# Carbide tip tool making question



## Mike Mills (Jan 10, 2013)

I just made a carbide tip tool. I used my radial arm saw with a metal blade to cut the recess, then smoothed with a file and diamond hone.
But I have a question. Why is the cutter recessed to start with? Only one edge is protected. Is it because that is the way the first one was made or maybe because it just looks pretty? I see no reason why the top of the bar can not be smoothed and the cutter mounted to the top.


----------



## RusDemka (Jan 10, 2013)

Mike Mills said:


> I just made a carbide tip tool. I used my radial arm saw with a metal blade to cut the recess, then smoothed with a file and diamond hone.
> But I have a question. Why is the cutter recessed to start with? Only one edge is protected. Is it because that is the way the first one was made or maybe because it just looks pretty? I see no reason why the top of the bar can not be smoothed and the cutter mounted to the top.



They do that to have a perfect seat for the cutter, I make my own carbide too tools for the ewt cutters. I use a mill to make a perfect seat and the tap for the screw is perfectly square to the seat, I have broken a cutter before from an uneven seat. 

I actually have 3 of the round cutter tools right now that I made for trades for pen blanks, cutter included...

I would love to see some photos...


----------



## Mike Mills (Jan 10, 2013)

I know it is there somewhere. I had just told Josh how my shop was all messed up working on a grinding station change and a new lathe wall cabinet. Hope to have it back to normal in a week.
Anyway, here is my attempt. After forming the left side I decided to thin the right side for making plunge cuts.
Ain't pretty but as soon as I can get to my lathe I will see if it cuts.
[attachment=16012][attachment=16013][attachment=16014]


----------



## RusDemka (Jan 10, 2013)

That's not bad.. let me know how it works, I have the full line of the carbide tools that I made myself, always a pleasure to use your own made tools. And the satisfaction of not spending a fortune lol


----------



## scrimman (Jan 11, 2013)

Which is the reason I'm watching this thread like a hawk.....I've been thinking about doing the exact same thing.

◆ Records for the task ◆
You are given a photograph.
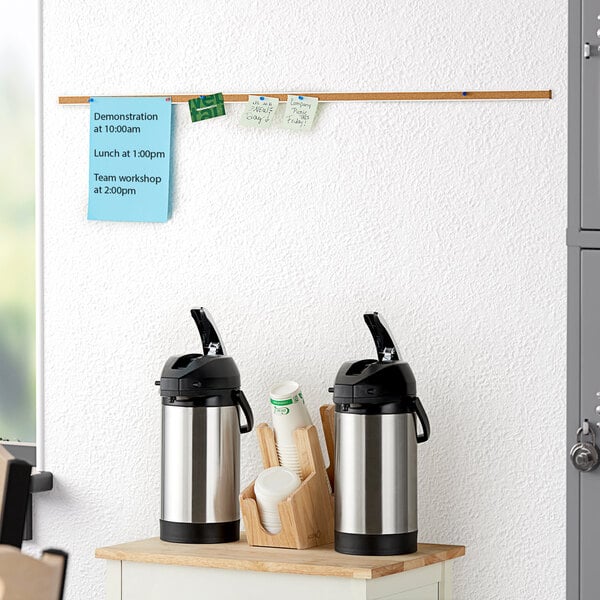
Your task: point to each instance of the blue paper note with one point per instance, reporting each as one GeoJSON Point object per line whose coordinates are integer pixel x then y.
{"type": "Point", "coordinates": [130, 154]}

* * *

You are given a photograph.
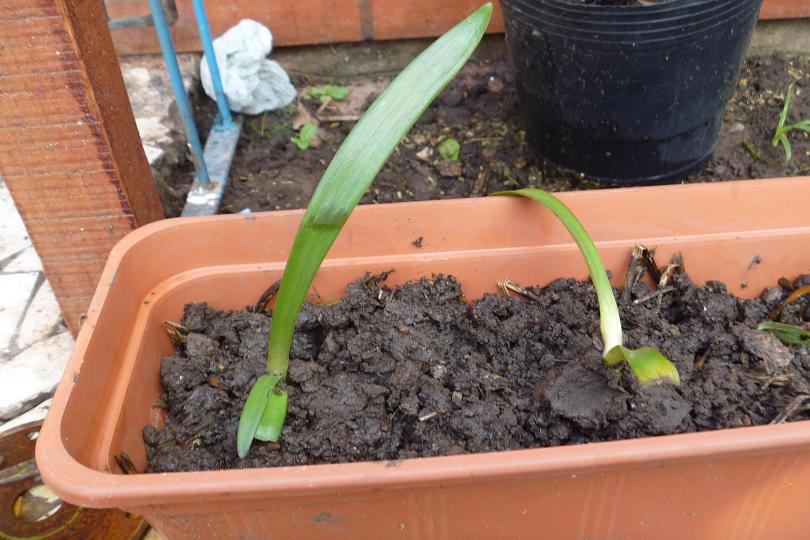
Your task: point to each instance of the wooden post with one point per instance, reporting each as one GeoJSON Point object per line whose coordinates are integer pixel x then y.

--

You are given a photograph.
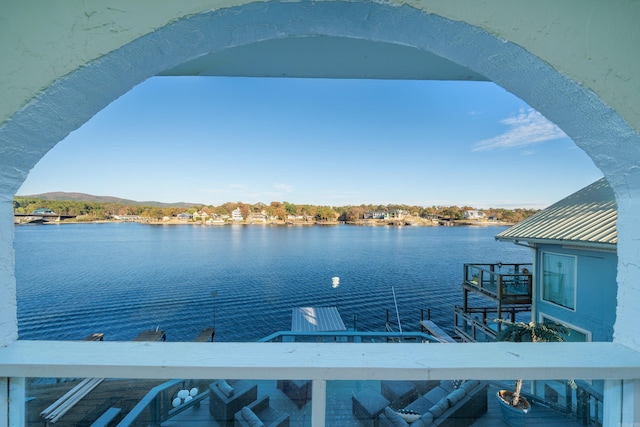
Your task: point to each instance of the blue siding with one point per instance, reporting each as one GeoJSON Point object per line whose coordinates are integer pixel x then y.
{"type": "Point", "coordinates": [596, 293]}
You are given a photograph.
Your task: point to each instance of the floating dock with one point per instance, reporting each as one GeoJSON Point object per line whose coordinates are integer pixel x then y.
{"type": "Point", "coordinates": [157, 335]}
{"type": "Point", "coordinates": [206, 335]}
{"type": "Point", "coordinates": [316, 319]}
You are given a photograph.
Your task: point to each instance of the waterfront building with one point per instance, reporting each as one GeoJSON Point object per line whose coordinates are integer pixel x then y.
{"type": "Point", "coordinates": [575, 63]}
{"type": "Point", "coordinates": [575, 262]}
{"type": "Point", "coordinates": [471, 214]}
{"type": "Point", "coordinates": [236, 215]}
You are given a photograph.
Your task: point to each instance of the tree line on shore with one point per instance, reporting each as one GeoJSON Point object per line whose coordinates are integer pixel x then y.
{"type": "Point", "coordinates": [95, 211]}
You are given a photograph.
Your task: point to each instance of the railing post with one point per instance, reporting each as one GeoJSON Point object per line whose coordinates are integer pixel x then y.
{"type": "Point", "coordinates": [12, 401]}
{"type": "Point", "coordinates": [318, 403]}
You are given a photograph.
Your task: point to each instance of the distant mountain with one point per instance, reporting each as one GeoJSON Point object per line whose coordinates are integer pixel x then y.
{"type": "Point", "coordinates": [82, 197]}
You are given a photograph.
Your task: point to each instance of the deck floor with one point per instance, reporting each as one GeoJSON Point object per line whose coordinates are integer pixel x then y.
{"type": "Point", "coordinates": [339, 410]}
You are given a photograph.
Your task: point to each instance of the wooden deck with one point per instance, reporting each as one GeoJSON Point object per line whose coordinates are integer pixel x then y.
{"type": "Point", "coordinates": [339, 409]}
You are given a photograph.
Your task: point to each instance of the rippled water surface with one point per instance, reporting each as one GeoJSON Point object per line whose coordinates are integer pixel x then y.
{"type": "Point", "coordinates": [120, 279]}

◆ Work instructions ◆
A) Translate this sentence from the forum thread into German: "After forming the left side I decided to thin the right side for making plunge cuts."
B) Return every line of the records that contains the word "post". Case counts.
The forum thread and the records are unrelated to each other.

◆ Completed exercise ◆
A) Nachdem ich die linke Seite geformt hatte, beschloss ich, die rechte Seite für Einstechschnitte dünner zu machen.

B)
Your task: point to each instance of the wooden post with one point per instance, reporting each as one GeoJSON Point object per line whose coordinates are integer pixel x then y.
Your task: point to each instance of the railing post with one point per instance, reporting each as one GeoJSON Point object per line whose coordinates are integer pixel x then y.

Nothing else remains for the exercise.